## BRIEF 1
In the article on fuzzy duplicates in SAP master data, why does listing one physical item under two material numbers push up purchasing costs? Answer in one to three sentences.
## BRIEF 2
Pick up the article on fuzzy duplicates in SAP master data right after its final sentence.

## SUPPLIED PASSAGE
────────────────────────────────────────
Back to Blog
Data Quality

Fuzzy Duplicates in SAP Master Data: How deKorvai Detects, Reports, and Cleanses What Others Miss

Fuzzy duplicates silently erode operational efficiency and derail S/4HANA migrations. Learn how deKorvai's pipeline-driven approach finds near-matches, routes them for review, and cleanses both master and transactional data — with real examples.

Prakash Palani

The Problem Hiding in Plain Sight

Your SAP system has duplicates. Not the obvious kind — not two records with the same material number. The dangerous kind: records that look almost the same but differ just enough to pass every exact-match check you've ever run.

A bearing listed as "Ball Bearing 6205-2RS" in one plant and "Bearing, Ball 6205 2RS" in another. A vendor entered as "Müller GmbH & Co. KG" in one company code and "Mueller GmbH Co KG" in the next. A customer recorded as "Johnson & Johnson Inc." and "Johnson and Johnson Incorporated" across two sales organizations.

These are fuzzy duplicates — and they are far more common than most organizations realize. Industry data suggests that 5–15% of master data records in mature SAP landscapes are redundant, with fuzzy duplicates making up the majority that survive conventional cleansing efforts.

The consequences split into two distinct but equally costly challenges.

How fuzzy matching catches what exact match misses

Challenge 1: Operational Disruption — Death by a Thousand Duplicates

Fuzzy duplicates don't cause a single catastrophic failure. They cause a slow, persistent erosion of operational efficiency that compounds over years.

Consider a real-world scenario with Material Master duplicates:

A global manufacturer maintains 120,000 material master records across 14 plants. Over a decade, different plants created materials independently, resulting in thousands of near-duplicate entries. Here's what happens downstream:

Purchase Orders spiral out of control. When Plant DE01 orders "Hex Bolt M10x50 SS304" and Plant DE02 orders "M10x50 Hex Bolt Stainless Steel 304" — both are the same physical item, but SAP treats them as different materials. Procurement loses volume consolidation. Instead of negotiating a single contract for 50,000 units, two separate POs go to the same supplier for 25,000 each — at higher per-unit pricing. Multiply this across hundreds of materials, and spend leakage runs into millions.

Sales Orders reference inconsistent masters. A customer orders "Industrial Adhesive EP-200 (25kg)" but the sales team quotes against "Adhesive, Epoxy EP200 25 KG" — a different material number with slightly different pricing conditions. The result: pricing discrepancies, billing disputes, and credit memo processing that consumes finance team bandwidth for weeks.

Inventory becomes invisible. The same physical item sitting in two warehouses under two material numbers means safety stock calculations are wrong, reorder points trigger too early or too late, and excess inventory accumulates while shortages occur simultaneously.

Financial reporting fractures. Spend analytics against a vendor split across "Siemens AG" and "SIEMENS Aktiengesellschaft" understates true supplier concentration. Compliance teams can't produce accurate single-vendor spend reports. Audit findings pile up.

Challenge 2: S/4HANA Transformation — Migrating Duplicates Means Migrating Problems

If fuzzy duplicates are costly in day-to-day operations, they become existential risks during an S/4HANA transformation.

S/4HANA introduces simplified data models, the Business Partner concept, and real-time analytics. These architectural improvements are powerful — but they have zero tolerance for the data inconsistencies that legacy ECC systems quietly absorbed for years.
────────────────────────────────────────
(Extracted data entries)
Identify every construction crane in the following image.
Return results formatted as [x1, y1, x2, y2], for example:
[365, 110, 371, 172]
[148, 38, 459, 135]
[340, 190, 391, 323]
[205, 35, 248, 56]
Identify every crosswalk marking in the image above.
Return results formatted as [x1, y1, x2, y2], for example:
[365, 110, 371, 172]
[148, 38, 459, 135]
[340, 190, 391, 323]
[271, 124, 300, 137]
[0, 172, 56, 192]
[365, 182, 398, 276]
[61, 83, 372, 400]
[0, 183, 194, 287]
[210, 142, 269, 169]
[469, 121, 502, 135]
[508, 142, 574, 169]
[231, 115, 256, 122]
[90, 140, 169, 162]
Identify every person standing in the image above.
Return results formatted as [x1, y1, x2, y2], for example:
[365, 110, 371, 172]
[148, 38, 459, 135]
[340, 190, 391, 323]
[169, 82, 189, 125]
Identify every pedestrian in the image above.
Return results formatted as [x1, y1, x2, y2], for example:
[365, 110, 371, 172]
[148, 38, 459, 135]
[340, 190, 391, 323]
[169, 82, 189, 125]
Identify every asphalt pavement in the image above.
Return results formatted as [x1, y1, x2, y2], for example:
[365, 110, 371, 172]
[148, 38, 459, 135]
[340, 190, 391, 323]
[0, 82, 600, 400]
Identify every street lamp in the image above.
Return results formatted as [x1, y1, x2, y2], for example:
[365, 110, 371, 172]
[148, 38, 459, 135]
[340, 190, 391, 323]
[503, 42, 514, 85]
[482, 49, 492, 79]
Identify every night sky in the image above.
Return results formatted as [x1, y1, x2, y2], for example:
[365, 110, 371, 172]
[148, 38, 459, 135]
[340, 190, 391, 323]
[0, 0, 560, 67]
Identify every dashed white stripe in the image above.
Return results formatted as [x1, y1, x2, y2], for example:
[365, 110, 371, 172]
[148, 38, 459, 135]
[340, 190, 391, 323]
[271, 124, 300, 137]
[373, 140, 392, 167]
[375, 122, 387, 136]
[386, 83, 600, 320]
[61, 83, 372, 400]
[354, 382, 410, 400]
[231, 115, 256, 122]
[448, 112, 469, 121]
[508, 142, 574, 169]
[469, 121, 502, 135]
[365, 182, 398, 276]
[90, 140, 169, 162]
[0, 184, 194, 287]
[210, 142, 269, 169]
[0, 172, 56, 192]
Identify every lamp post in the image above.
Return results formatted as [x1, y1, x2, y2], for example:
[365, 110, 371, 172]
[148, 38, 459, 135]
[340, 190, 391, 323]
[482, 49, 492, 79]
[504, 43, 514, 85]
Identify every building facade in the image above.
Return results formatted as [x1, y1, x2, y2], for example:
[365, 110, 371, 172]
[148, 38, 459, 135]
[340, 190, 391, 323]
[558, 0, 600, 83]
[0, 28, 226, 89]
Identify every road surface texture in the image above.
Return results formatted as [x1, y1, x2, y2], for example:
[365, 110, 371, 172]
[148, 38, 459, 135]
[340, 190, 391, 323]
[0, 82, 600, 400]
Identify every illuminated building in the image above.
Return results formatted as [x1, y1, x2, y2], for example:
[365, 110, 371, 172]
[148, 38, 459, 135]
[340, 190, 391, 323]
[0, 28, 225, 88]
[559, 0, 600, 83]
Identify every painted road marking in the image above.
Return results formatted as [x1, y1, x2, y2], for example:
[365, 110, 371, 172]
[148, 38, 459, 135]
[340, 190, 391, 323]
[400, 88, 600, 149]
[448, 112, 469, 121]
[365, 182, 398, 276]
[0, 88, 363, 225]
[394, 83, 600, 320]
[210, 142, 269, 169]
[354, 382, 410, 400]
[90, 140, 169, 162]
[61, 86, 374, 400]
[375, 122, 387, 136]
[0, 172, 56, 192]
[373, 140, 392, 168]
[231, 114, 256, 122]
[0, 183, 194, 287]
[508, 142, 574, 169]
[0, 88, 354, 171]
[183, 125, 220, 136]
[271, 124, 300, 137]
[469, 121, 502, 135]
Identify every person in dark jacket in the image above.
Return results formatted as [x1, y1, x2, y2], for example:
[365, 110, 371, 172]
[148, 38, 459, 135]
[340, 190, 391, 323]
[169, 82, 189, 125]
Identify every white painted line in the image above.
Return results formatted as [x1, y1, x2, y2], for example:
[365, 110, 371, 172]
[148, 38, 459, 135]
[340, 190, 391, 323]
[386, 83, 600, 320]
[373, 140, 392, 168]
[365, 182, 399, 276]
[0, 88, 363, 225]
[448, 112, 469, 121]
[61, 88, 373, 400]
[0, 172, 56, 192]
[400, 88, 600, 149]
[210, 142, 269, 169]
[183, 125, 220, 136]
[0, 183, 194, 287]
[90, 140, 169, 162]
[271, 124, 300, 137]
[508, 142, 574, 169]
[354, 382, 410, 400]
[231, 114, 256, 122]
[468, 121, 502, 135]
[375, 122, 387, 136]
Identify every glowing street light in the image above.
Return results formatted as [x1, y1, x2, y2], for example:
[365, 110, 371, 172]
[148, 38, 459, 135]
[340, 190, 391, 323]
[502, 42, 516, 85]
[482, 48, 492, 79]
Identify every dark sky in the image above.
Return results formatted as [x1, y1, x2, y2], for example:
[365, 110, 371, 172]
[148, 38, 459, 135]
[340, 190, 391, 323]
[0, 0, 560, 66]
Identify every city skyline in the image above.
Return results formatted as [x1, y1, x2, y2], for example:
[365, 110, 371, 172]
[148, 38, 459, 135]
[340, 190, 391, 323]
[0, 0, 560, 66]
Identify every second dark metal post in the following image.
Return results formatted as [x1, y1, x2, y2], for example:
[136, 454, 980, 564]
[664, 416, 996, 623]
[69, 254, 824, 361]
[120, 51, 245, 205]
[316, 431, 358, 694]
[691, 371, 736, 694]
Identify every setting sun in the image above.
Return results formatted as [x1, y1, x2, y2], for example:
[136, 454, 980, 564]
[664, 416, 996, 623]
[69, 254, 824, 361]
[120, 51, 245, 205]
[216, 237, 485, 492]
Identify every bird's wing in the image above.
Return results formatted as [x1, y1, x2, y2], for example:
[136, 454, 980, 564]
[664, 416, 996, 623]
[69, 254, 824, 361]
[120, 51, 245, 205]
────────────────────────────────────────
## FINAL RESULT 1
SAP treats the two descriptions as different materials, so procurement loses volume consolidation. Instead of one contract for 50,000 units, two separate purchase orders of 25,000 each go to the same supplier at higher per-unit pricing.

## FINAL RESULT 2
Why S/4HANA amplifies the duplicate problem:

  • Business Partner consolidation requires merging Vendors and Customers into a single BP entity. Fuzzy duplicate vendors that operated independently in ECC now collide in the BP model, causing migration load failures, broken partner linkages, and corrupted financial postings.
  • Open transactional data carries the contamination forward. An open Purchase Order referencing a duplicate material number doesn't just fail during migration — it blocks the entire PO migration stream until resolved. Open Sales Orders referencing duplicate customer records create the same downstream gridlock.
  • DMC simulation failures cascade. Organizations report 30–40% rejection rates in first Data Migration Cockpit runs when duplicate master data hasn't been addressed. Each rework cycle adds 2–3 weeks to the migration timeline.
  • Post-go-live data quality debt. Duplicates that survive migration into S/4HANA are harder and more expensive to fix in production than they ever were in ECC. The simplified data model means fewer places for inconsistencies to hide — but also fewer workarounds when they surface.

PwC's analysis of S/4HANA migrations highlights this directly: the risk that "duplicate records from ECC will also be duplicated in S/4" is among the top data conversion risks organizations face. Best practice guidance recommends allocating 25–30% of total migration effort to data preparation and validation — yet most organizations treat it as an afterthought.

The impact of fuzzy duplicates — before and after deKorvai

How deKorvai Solves Fuzzy Duplicate Detection

deKorvai doesn't just find duplicates. It orchestrates the entire lifecycle: detection, reporting, stakeholder review, approval, transactional data correction, and master data cleansing — all within governed, auditable pipelines.

deKorvai fuzzy duplicate pipeline — 5 governed stages

Step 1: Intelligent Fuzzy Matching

deKorvai applies configurable fuzzy matching algorithms across master data records, going beyond simple exact-match checks:

  • Phonetic matching catches "Müller" vs "Mueller" and "Meier" vs "Meyer" — common in multilingual SAP landscapes
  • Token-based similarity recognizes that "Ball Bearing 6205-2RS" and "Bearing, Ball 6205 2RS" contain the same meaningful tokens regardless of order
  • Abbreviation normalization resolves "GmbH & Co. KG" vs "GmbH Co KG" and "Inc." vs "Incorporated"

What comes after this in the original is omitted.